## Page extract
+--
FIGS. 1A and 1B are sectional views illustrating an electrophotographic image forming apparatus 101. FIG. 2 is a sectional view of the image forming apparatus viewed from an opposite side to a side illustrated in FIGS. 1A and 1B. In this embodiment, as one example, the electrophotographic image forming apparatus 101, which employs the so-called intermediate transfer method, will be described. In the intermediate transfer method, developer images (toner images) formed on a plurality of electrophotographic photosensitive members are primarily transferred and superimposed onto an intermediate transfer belt (an intermediate transfer member), and the superimposed toner images are secondarily transferred onto a recording medium to form a color image. However, the present invention may be applied to an electrophotographic image forming apparatus, which employs the so-called tandem method, in which toner images formed on the plurality of electrophotographic photosensitive members (electrophotographic photosensitive drums) are transferred and superimposed onto a recording medium on a transfer belt (a conveyor belt) to form a color image.

(Apparatus Main Body)

As illustrated in FIG. 1A, an apparatus main body 100 of the electrophotographic image forming apparatus 101 includes a sheet feeding cassette 10, a sheet feeding roller 11, a secondary transfer roller 16, a fixing unit 12, a pair of discharge rollers 13, and a delivery tray 14. Further, as illustrated in FIG. 2, the apparatus main body 100 includes an opening portion 40 and a door for opening and closing the opening portion 40 (an openable and closable member) 15. The apparatus main body 100 includes guide members (not shown) for supporting a process cartridge supporting member 60 movably. The supporting member 60 supports a plurality of process cartridges 50 (50y, 50m, 50c, and 50k), which being aligned in a line. In the apparatus main body 100, an exposure unit 3 is provided, and the exposure unit 3 is positioned above the cartridges 50. In the apparatus main body 100, the guide members (not shown) for movably supporting a transfer means 5 is provided.
+--
[Data items]
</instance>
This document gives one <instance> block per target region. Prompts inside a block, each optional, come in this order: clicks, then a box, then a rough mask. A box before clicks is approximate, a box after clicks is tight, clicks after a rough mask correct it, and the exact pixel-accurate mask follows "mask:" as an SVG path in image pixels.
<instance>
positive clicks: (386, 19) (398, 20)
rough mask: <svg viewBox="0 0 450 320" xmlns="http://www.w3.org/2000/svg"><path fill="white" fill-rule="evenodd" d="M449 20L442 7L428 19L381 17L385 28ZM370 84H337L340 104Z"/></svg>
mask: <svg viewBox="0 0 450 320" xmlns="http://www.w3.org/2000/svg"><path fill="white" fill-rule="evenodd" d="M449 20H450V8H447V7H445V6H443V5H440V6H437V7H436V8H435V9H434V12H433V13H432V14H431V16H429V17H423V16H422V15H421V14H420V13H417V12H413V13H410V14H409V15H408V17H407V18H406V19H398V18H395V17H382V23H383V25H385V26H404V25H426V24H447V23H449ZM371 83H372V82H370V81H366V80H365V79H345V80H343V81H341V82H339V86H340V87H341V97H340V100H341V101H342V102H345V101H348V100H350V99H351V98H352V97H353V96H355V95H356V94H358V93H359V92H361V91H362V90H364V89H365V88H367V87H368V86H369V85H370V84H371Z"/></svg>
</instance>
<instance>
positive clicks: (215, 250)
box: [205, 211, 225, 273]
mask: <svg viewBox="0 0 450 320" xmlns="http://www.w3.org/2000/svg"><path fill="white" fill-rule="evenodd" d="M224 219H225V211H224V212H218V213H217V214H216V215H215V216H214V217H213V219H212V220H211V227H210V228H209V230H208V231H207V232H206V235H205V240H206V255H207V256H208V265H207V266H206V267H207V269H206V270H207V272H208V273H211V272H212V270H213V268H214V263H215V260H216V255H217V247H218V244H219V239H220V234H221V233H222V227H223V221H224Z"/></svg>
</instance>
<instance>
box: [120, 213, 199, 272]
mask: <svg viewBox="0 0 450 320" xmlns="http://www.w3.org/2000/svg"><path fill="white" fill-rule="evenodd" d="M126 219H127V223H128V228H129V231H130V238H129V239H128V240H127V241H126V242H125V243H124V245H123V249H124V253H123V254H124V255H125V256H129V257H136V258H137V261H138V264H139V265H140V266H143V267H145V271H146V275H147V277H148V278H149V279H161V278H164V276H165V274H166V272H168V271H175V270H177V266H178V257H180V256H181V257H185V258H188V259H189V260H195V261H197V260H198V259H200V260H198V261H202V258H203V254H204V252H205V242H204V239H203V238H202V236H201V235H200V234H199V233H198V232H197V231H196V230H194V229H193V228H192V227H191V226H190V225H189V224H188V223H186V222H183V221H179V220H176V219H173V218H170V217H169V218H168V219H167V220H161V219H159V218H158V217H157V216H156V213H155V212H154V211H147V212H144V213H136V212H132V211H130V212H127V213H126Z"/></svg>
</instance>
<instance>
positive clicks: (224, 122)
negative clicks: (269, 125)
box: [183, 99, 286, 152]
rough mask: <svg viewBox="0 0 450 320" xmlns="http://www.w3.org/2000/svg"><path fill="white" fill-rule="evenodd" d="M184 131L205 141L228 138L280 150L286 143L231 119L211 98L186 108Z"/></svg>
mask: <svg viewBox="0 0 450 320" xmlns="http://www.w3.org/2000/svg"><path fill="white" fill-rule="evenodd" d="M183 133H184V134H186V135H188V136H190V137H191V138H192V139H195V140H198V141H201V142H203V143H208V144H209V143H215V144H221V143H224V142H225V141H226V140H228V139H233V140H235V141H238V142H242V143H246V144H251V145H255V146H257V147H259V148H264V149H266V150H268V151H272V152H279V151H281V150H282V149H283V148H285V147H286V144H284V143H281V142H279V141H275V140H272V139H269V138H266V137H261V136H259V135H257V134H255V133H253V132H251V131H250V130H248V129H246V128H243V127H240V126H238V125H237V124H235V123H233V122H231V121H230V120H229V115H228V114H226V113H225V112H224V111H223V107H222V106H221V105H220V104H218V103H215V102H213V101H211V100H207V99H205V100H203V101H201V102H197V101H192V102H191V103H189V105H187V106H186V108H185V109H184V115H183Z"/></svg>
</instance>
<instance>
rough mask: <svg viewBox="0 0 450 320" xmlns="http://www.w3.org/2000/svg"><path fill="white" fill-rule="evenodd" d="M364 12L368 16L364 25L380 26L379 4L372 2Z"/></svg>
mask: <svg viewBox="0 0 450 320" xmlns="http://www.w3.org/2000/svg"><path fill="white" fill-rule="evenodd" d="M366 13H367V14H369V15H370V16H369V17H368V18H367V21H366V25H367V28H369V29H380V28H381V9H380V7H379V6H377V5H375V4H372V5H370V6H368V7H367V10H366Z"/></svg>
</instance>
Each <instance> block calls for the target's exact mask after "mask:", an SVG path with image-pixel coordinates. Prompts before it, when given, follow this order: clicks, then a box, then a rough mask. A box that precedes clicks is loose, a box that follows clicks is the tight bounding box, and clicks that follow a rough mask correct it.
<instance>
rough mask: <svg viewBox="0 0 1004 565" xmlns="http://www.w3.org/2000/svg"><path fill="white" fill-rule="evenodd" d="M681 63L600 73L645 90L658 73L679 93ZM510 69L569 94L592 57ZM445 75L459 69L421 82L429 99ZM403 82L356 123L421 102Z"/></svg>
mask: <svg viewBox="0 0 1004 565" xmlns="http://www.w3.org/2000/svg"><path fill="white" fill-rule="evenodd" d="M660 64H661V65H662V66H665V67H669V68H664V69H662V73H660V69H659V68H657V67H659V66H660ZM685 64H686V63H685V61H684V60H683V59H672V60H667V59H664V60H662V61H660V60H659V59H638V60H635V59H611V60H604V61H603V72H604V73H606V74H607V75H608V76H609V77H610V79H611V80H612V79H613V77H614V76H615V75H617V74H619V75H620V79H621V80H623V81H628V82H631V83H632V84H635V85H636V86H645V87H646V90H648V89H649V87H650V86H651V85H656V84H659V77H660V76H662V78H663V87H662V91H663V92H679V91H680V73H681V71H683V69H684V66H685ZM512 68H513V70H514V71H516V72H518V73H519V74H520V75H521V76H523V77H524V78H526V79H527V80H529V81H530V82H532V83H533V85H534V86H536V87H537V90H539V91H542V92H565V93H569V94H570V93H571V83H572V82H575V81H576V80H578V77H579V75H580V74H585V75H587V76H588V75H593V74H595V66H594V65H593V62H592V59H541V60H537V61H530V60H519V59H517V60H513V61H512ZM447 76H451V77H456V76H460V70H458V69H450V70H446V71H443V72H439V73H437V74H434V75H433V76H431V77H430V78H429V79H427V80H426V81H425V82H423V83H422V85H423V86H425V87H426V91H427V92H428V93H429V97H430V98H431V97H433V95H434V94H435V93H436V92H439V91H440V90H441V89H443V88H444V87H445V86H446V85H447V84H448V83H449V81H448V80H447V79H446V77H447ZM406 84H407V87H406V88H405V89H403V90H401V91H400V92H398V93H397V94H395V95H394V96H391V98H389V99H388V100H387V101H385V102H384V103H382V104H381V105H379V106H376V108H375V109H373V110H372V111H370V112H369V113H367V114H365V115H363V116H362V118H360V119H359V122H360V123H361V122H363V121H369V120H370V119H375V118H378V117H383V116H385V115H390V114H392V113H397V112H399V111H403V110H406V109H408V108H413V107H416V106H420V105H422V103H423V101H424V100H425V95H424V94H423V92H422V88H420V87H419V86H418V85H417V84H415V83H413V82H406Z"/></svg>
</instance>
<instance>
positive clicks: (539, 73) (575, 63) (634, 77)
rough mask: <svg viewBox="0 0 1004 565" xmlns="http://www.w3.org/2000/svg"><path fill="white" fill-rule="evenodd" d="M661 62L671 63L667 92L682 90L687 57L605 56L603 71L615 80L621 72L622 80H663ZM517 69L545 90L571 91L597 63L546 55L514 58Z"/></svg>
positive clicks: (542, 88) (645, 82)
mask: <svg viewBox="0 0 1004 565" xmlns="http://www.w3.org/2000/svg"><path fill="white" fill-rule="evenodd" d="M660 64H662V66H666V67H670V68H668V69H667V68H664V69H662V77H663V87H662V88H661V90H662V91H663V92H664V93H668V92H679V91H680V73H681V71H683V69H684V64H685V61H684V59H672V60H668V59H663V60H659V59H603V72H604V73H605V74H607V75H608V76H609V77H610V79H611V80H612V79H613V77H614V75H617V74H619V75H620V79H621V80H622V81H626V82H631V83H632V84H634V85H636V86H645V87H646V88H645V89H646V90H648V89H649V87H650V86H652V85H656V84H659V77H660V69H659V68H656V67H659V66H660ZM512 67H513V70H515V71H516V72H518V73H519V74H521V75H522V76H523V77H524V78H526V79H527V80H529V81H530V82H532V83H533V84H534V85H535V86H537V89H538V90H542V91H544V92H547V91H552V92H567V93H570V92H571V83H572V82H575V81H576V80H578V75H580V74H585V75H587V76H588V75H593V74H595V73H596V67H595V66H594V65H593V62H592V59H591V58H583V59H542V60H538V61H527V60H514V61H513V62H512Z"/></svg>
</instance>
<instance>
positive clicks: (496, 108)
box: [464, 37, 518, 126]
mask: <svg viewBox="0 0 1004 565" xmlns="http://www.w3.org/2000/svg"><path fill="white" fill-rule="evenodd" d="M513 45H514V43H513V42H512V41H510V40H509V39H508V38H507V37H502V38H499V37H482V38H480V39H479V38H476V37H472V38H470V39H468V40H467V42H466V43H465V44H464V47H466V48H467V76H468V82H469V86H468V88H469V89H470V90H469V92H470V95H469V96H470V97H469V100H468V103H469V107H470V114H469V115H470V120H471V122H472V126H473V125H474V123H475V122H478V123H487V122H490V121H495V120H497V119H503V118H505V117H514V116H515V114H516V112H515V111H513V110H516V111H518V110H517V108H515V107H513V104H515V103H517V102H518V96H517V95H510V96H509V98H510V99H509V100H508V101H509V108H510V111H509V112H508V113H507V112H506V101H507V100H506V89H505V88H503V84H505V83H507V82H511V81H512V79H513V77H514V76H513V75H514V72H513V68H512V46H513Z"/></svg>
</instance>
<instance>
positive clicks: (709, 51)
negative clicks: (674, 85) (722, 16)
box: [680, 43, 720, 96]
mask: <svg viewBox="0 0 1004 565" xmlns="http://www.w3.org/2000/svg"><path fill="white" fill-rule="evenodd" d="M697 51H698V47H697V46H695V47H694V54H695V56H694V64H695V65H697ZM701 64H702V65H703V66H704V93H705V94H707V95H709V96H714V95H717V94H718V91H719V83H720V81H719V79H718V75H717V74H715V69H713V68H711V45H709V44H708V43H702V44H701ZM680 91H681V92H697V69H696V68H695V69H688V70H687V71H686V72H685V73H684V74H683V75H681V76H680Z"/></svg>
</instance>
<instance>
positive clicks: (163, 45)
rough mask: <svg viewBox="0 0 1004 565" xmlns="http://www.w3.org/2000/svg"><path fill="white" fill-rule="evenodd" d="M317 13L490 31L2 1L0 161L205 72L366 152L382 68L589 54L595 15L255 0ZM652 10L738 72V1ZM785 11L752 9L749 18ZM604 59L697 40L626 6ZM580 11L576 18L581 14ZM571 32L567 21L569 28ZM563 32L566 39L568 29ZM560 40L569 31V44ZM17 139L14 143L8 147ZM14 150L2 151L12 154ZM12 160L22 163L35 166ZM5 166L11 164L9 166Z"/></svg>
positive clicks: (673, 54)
+--
## Exercises to complete
[1] From the apparatus description, list every component, with its reference numeral, that the sentence beginning "As illustrated in FIG. 1A" names as included in the apparatus main body 100.
[2] Answer these questions from the apparatus description:
(a) In the tandem method, onto what are the toner images transferred and superimposed?
(b) Where is the exposure unit 3 positioned?
(c) What does the door 15 open and close?
[3] Summarize the apparatus description in two sentences.

## Outputs by task
[1]
- Sheet feeding cassette 10
- Sheet feeding roller 11
- Secondary transfer roller 16
- Fixing unit 12
- Pair of discharge rollers 13
- Delivery tray 14

[2]
(a) Onto a recording medium on a transfer belt (a conveyor belt).
(b) Above the cartridges 50.
(c) The opening portion 40.

[3] The apparatus description presents an electrophotographic image forming apparatus 101 that uses the intermediate transfer method, in which toner images formed on several photosensitive members are primarily transferred onto an intermediate transfer belt and then secondarily transferred onto a recording medium to form a color image, although the invention may also apply to the tandem method. Its main body 100 includes sheet feeding, transfer, fixing and discharge components, an opening portion with a door, a supporting member that holds four process cartridges aligned in a line, and an exposure unit positioned above the cartridges.